§ Selected extract:
The throughput insight: SPI serialises 8 bits/byte, so the W5500 byte rate is
(operating-logic clock)/16 — and that logic caps ~40 MHz on this UP5K → ~12
Mbit/s. A **parallel** bus moves a whole byte per access, so the *same* ~24 MHz
`sync` logic clears the 27 Mbit/s EXI ceiling (the real hard limit — the GC EXI
bus tops out there). So `W5100ParallelMaster` is the throughput path and is now
the `BBATop` default.

- **Interface:** W5100 **indirect parallel bus** (IDM). Only A[1:0] are wired
  (board ties A[14:2]=0 so a power-up direct access at A=00 still hits MR):
  `00`=MR, `01`=IDM_AR0(hi), `10`=IDM_AR1(lo), `11`=IDM_DR. A register/buffer
  access = write IDM_AR (the 16-bit address) then read/write IDM_DR. With MR.AI
  set, IDM_DR auto-increments → a multi-byte block is one address-set + a burst.
- **Bus engine:** drives A + D with `/CS` and `/RD`|`/WR` asserted for
  `strobe_cycles` (default 3 ≈ 125 ns at 24 MHz, ≥ the W5100's ~80 ns access).
  DATA[7:0] is bidirectional → an SB_IO tristate (`bus_data_o`/`oe`/`i`).
- **Pins (15):** A[1:0]=2, D[7:0]=8, /CS,/RD,/WR=3, /INT=1, /RST=1. With EXI (5)
  + clk (1) = **21 of ~34 usable SG48 I/O** — comfortable. See `synth.py`.
- **MR.AI requires init first:** unlike the W5500 (each SPI transaction is
  self-framed), the W5100's multi-byte accesses depend on MR.AI, so the init
  sequence (triggered by the GC's NCRA reset) MUST run before any TX/RX. The
  BBATop test issues NCRA-reset before its RX loop for this reason; on hardware
  the GC driver already does. (`BBATop(reset_cycles=N)` shrinks the MR settle
  wait for sim.)
- **Ring wraparound is in fabric:** the W5100 does NOT auto-wrap the IDM address
  at the socket-buffer boundary (the W5500 did), so the streamer re-sets IDM_AR
  to the buffer base when the running address reaches the 2 KB boundary. Handled
  in the SW/SR/RB paths (`xfer_wrap`/`xfer_wbase`/`xfer_wend`/`cur_addr`); both
  TX and RX wrap cases are tested.

§ Source excerpt:
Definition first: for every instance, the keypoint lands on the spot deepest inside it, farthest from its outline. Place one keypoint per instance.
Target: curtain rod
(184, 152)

§ Problem requirements: Please give the default value of `strobe_cycles` from the W5100 parallel-bus notes above.

§ Right answer: 3, which is about 125 ns at 24 MHz.